◆ EXERCISE GOAL:
How many lines below contain the string "wall"? Reply with the figure and no further words.

◆ GIVEN DATA:
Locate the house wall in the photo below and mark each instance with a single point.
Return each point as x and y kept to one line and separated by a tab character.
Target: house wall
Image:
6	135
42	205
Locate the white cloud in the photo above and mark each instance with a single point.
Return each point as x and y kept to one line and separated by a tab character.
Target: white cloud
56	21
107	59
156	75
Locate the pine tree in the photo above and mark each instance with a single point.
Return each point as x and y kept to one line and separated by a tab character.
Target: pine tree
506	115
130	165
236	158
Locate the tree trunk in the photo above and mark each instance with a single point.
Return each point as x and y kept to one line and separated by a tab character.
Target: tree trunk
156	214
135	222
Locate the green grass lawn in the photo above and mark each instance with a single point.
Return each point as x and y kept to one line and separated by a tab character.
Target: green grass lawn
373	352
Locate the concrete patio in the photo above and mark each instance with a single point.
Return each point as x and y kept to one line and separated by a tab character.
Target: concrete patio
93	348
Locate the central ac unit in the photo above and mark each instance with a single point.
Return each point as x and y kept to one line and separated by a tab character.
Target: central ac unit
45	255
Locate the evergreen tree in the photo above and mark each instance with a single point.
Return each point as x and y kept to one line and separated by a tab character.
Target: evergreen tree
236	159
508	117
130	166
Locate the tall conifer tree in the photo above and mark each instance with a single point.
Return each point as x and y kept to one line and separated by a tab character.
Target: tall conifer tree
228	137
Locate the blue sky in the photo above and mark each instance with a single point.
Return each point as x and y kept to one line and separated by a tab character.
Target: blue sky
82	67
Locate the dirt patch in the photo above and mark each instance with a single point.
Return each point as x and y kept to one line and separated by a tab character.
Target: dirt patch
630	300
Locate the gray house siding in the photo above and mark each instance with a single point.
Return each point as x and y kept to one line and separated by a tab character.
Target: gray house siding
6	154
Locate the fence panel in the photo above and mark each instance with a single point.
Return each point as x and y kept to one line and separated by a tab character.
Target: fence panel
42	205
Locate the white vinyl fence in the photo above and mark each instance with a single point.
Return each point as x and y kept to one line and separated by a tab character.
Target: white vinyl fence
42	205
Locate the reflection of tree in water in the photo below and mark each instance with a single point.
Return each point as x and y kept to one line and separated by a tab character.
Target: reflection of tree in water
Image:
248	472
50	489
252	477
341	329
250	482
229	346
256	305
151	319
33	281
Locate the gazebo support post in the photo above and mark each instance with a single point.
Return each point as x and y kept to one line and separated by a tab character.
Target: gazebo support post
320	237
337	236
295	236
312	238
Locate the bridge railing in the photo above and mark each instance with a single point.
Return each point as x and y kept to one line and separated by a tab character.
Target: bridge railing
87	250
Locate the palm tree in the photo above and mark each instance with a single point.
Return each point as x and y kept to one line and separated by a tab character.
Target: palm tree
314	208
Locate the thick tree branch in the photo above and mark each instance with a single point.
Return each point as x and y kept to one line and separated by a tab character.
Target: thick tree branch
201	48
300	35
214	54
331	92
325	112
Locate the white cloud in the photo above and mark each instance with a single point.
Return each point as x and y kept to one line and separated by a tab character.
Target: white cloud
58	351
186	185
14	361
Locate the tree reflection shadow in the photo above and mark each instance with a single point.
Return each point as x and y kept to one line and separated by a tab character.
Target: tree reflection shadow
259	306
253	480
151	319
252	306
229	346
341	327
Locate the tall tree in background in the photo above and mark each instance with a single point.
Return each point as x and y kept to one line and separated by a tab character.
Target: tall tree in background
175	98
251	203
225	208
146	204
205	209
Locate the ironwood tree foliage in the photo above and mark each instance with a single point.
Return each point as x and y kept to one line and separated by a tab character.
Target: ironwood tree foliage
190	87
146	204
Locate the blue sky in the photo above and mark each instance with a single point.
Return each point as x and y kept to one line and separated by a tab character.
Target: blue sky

◆ EXPECTED ANSWER:
2